(Excerpts from a point labeling dataset)
>> START

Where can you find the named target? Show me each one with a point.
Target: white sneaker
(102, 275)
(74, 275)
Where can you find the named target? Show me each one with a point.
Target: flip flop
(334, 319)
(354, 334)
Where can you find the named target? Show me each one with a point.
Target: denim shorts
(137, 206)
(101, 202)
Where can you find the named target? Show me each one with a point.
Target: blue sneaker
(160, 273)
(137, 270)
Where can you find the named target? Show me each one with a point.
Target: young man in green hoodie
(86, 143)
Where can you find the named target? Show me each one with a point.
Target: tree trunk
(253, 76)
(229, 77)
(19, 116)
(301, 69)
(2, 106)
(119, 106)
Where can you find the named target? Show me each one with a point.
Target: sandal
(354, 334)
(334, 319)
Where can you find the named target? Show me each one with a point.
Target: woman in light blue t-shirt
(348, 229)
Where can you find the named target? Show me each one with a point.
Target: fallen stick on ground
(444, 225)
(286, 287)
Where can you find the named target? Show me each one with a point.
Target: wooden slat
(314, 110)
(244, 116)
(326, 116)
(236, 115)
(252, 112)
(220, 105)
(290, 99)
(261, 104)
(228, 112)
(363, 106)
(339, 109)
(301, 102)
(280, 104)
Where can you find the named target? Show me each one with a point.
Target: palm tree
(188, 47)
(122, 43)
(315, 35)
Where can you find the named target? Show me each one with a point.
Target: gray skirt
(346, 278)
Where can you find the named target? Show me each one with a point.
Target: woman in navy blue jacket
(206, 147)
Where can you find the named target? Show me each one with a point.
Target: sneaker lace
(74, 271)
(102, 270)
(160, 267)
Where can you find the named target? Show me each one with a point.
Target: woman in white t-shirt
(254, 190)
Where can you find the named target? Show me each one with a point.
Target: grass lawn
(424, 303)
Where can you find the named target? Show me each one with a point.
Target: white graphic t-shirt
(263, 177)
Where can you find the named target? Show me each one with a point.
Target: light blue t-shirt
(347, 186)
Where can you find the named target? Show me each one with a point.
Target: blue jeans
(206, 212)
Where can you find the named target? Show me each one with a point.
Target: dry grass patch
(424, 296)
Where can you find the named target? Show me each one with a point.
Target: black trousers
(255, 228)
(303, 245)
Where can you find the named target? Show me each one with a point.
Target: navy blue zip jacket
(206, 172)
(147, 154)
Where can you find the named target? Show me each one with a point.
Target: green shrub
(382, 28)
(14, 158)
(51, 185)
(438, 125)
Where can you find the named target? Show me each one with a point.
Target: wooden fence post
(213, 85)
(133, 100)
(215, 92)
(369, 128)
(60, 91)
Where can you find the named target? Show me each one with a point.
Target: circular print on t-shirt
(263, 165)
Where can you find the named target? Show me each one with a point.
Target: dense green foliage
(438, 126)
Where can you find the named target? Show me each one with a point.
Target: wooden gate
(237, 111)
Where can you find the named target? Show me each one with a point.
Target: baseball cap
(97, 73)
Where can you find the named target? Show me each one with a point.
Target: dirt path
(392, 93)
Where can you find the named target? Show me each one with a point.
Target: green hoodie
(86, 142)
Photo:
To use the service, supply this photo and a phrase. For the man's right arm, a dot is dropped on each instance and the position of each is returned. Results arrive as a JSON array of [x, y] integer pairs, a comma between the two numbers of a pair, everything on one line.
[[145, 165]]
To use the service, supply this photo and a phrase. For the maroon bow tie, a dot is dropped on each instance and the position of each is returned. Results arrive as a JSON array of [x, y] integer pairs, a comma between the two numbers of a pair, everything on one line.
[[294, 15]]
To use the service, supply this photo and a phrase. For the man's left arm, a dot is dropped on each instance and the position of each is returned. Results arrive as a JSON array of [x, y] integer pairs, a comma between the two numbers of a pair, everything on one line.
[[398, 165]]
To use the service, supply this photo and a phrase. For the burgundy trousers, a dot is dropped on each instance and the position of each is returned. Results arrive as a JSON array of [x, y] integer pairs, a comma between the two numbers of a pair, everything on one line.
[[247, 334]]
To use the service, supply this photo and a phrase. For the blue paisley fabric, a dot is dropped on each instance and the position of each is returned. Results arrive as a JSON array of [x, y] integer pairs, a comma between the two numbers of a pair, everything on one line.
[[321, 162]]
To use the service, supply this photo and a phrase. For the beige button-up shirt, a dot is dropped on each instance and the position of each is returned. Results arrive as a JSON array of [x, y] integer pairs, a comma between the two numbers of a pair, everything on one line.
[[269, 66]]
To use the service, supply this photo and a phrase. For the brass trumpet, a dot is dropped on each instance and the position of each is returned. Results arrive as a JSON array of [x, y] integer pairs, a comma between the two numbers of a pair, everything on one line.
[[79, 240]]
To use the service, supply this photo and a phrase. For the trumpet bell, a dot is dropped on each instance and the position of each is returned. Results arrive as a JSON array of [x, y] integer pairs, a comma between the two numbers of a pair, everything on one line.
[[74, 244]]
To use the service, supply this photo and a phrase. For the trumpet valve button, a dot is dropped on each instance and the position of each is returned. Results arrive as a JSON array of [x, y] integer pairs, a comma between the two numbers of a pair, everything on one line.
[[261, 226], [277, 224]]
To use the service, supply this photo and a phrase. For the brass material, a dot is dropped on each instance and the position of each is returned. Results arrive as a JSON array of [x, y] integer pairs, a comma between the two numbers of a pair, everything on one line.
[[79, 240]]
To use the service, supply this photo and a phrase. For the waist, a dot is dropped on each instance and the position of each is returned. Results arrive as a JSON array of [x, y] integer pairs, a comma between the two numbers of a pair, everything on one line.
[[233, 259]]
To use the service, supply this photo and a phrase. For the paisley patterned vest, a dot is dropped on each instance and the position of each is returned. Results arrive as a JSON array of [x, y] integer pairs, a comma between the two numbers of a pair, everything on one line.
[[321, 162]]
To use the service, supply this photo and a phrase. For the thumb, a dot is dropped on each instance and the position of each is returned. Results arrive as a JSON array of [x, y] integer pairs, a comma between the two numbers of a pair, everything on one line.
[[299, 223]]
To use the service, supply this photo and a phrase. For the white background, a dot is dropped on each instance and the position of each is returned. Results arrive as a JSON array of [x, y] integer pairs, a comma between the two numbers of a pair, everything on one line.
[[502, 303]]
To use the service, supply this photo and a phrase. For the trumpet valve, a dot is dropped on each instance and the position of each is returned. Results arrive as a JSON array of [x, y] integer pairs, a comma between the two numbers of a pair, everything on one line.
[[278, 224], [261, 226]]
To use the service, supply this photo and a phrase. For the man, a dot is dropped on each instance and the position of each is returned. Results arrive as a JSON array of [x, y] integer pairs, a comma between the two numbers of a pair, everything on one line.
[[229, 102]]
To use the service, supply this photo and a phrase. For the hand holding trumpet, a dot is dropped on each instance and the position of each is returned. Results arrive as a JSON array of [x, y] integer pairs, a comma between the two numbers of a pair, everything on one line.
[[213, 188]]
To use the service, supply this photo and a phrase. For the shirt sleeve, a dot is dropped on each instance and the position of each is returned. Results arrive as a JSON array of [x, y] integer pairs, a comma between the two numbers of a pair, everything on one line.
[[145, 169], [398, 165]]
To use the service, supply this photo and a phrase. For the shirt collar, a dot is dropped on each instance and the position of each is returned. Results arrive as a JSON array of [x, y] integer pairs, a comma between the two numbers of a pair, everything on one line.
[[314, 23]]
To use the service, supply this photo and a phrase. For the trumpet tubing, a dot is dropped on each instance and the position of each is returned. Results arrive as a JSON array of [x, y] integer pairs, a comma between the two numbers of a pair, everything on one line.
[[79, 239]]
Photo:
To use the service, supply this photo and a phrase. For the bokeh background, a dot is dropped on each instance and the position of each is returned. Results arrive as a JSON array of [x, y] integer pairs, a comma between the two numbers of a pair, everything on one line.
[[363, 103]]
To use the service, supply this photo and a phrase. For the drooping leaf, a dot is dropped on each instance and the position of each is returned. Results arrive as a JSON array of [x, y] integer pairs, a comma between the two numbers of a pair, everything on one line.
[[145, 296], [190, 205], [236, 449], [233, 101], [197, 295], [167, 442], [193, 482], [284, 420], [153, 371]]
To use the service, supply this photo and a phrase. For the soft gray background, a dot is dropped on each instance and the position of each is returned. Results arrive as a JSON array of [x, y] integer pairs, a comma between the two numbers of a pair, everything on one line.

>> END

Task requirements ->
Quote verbatim the rows starting at the line that contains "the waist, a" and ending with the line that contains "[[299, 223]]", including both of those lines.

Correct result ->
To use the service, supply this photo and a phrase. For the waist, a dot is dropped on each instance and the position of each is returned. Results arrive as a JSON array of [x, y] integer pairs, a comma between the two numbers of a pair, everything on one line.
[[233, 259]]
To use the service, supply this photo and a phrase. For the paisley patterned vest, a dot is dropped on each instance and the position of each is returned. Results arrive as a JSON array of [x, y] integer pairs, a comma between the two numbers of a pair, everything on one line.
[[321, 162]]
To use the service, supply this photo and a phrase. For the thumb, a dot is dropped on each instance and the position of each is returned. Results arrive as a JSON array of [x, y] integer pairs, a comma between the two numbers of a pair, everything on one line.
[[299, 223]]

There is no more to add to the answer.